> WORK INSTRUCTIONS:
A: Answer the following from the James Mathison biography:
(i) Which college did Mathison attend?
(ii) What place did he achieve in The $20 Challenge?
(iii) On what date was it announced that Mathison had quit as co-host of Australian Idol?
B: Revise the James Mathison biography by reproducing the portion starting at "Mathison appeared on" and ending at "(aka. Andrew G).", with "celebrity episode" changed to "special episode".

> PASSAGE TO READ:
James Mathison (born 14 January 1978) is an Australian television presenter and former independent political candidate.

Early life 

Mathison was born in Sydney, New South Wales and grew up in Northern Beaches suburb of Frenchs Forest. He attended St. Augustine's College, in Brookvale. After leaving school, he worked in various jobs, including working in a warehouse for a mail-order company and as a cashier at a service station, before spending a year on exchange in South America.

Career

Entertainment

Television
In 2001, Mathison was a contestant on the Channel Ten reality TV show The $20 Challenge, during which he was shown busking on the streets of London for extra money. He achieved second place in the contest. Weeks after returning from London, he auditioned for pay-TV channel Channel [V]'s new reporter search. After making it through to the final 8, he was offered a job there as video journalist.

In 2003, Mathison was appointed co-host of Australian Idol alongside Channel [V] host Andrew Günsberg. They created a behind-the-scenes show for Channel [V] called Australian Idol Extra for the second and third seasons of the programme. On 31 March 2009, after six years with Australian Idol, it was announced Mathison had quit as co-host.

Mathison appeared on a celebrity episode of the Australian version of Ready Steady Cook in October 2005, in which he was declared the winner, beating vegan Osher Günsberg (aka. Andrew G).

Mathison has also been a presenter on Nova 96.9 where he hosted "LaunchPad", a late night new music show with Patience Hodgkins of Brisbane band The Grates, as well as co hosting summer breakfast.

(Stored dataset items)
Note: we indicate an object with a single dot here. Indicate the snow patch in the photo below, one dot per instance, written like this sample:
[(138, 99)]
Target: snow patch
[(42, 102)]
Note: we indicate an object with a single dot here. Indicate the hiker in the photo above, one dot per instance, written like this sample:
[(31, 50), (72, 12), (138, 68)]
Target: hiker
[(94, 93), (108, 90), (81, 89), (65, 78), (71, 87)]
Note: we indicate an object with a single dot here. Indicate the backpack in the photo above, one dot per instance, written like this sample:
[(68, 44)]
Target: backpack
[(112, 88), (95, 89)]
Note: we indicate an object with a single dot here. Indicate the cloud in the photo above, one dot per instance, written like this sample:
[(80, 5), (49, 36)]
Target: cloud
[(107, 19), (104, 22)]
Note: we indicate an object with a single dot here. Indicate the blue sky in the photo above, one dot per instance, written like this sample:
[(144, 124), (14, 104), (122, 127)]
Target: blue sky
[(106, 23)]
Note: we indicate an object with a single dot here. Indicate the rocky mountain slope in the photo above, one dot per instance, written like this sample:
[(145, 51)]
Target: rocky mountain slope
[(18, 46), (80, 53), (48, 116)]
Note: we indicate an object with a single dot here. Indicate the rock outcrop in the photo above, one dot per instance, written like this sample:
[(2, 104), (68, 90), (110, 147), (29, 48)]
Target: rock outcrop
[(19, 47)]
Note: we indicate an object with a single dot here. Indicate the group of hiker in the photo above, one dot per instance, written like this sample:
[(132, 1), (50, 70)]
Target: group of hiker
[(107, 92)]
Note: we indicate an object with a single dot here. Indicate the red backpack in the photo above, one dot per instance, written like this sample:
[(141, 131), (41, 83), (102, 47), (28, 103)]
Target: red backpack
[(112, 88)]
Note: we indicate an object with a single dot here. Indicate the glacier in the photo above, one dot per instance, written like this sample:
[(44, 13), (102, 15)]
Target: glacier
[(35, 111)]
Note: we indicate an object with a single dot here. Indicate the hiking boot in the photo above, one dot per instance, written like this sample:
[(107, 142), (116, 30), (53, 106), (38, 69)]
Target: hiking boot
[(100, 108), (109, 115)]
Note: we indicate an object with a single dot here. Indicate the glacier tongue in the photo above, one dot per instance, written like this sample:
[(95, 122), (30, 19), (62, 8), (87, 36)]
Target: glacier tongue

> FINAL ANSWERS:
A:
(i) St. Augustine's College, in Brookvale
(ii) Second place
(iii) 31 March 2009

B:
Mathison appeared on a special episode of the Australian version of Ready Steady Cook in October 2005, in which he was declared the winner, beating vegan Osher Günsberg (aka. Andrew G).